■ Texto proporcionado ■
□ □ □ □

Hacia un modelo de misión diferente.- Llega el momento de
dejar La Tortuga, aunque el ciclón "Érika" me ha regalado una
inesperada prórroga de un par de días, en los que no era prudente salir a
navegar. El Hermano Carlos, argentino, que me ha acompañado en todo momento
durante mi periplo por la isla, me conduce al embarcadero: hay que hacerse a la
mar. Él es, en todo, una persona optimista, pero yo no las tengo todas conmigo.
En cualquier caso, el nombre del barco que me va a trasladar a La Española me
tranquiliza: God's good.
Sí, Dios es
bueno y seguro que sostiene e impulsa a mi amigo Carlos; al Hermano Antonio,
español, incansable ingeniero de las cañerías; al Padre William, párroco de
Nuestra Señora de Los Palmistes, que hoy es solo una de las tres parroquias
católicas de la isla; a la Hermana Rema, del hospital, con la que tantas dificultades
de comunicación tuve, porque solo habla sus lenguas de Tanzania y el créole de La Tortuga, pero de la que me
llevo su diáfana y sonriente bondad natural; al Hermano Andy, responsable de la
educación católica en Los Palmistes; a Bob, el chico de la tienda de fotocopias...

□ □ □ □

Elementos de datos:
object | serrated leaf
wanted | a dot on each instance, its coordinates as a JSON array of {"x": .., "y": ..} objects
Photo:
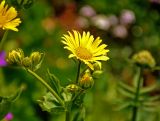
[
  {"x": 126, "y": 87},
  {"x": 126, "y": 93},
  {"x": 123, "y": 105},
  {"x": 147, "y": 89},
  {"x": 151, "y": 104},
  {"x": 153, "y": 98},
  {"x": 54, "y": 82}
]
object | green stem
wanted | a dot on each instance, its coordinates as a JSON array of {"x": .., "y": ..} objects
[
  {"x": 3, "y": 39},
  {"x": 78, "y": 71},
  {"x": 46, "y": 85},
  {"x": 135, "y": 108},
  {"x": 67, "y": 115}
]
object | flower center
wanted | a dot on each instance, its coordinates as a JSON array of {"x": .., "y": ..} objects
[{"x": 83, "y": 53}]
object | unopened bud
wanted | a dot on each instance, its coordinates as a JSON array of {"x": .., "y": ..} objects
[
  {"x": 144, "y": 58},
  {"x": 96, "y": 74},
  {"x": 26, "y": 62},
  {"x": 36, "y": 57},
  {"x": 97, "y": 66},
  {"x": 86, "y": 81},
  {"x": 72, "y": 88},
  {"x": 15, "y": 56}
]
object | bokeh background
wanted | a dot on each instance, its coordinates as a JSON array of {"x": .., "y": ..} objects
[{"x": 126, "y": 26}]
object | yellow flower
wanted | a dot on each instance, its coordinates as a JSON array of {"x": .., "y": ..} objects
[
  {"x": 8, "y": 18},
  {"x": 85, "y": 48}
]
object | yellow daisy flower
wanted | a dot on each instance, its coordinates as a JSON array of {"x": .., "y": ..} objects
[
  {"x": 8, "y": 18},
  {"x": 85, "y": 48}
]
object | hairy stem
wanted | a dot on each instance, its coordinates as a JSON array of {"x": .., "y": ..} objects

□ □ □ □

■ Consigna A ■
Edita el fragmento del texto sobre la despedida de La Tortuga comprendido entre "En cualquier caso, el" y "tienda de fotocopias...", ambos incluidos, y sustituye "ingeniero" por "técnico".
■ Consigna B ■
Responde a partir del texto sobre la despedida de La Tortuga:
(i) ¿Qué ciclón retrasó un par de días la partida?
(ii) ¿Cómo se llama el barco que lleva a La Española?
(iii) ¿Qué lenguas habla la Hermana Rema?
■ Consigna C ■
Prosigue el texto sobre la despedida de La Tortuga desde su última oración.

■ Respuesta escrita A ■
En cualquier caso, el nombre del barco que me va a trasladar a La Española me
tranquiliza: God's good.
Sí, Dios es
bueno y seguro que sostiene e impulsa a mi amigo Carlos; al Hermano Antonio,
español, incansable técnico de las cañerías; al Padre William, párroco de
Nuestra Señora de Los Palmistes, que hoy es solo una de las tres parroquias
católicas de la isla; a la Hermana Rema, del hospital, con la que tantas dificultades
de comunicación tuve, porque solo habla sus lenguas de Tanzania y el créole de La Tortuga, pero de la que me
llevo su diáfana y sonriente bondad natural; al Hermano Andy, responsable de la
educación católica en Los Palmistes; a Bob, el chico de la tienda de fotocopias...

■ Respuesta escrita B ■
(i) El ciclón "Érika".
(ii) God's good.
(iii) Sus lenguas de Tanzania y el créole de La Tortuga.

■ Respuesta escrita C ■
Latotí, como denominan los haitianos a
La Tortuga, saldrá adelante, y su misión católica también, por supuesto. Pero tendrá
que hacerlo, sin duda, de otra manera: echándole imaginación y ganas a
raudales, derrochando generosidad sin tregua en el trabajo, y confiando, a
pesar de todo, en el constante favor de Dios, Padre de todos, que, aunque a
veces no lo parezca, continúa siendo Señor de la historia y del mundo.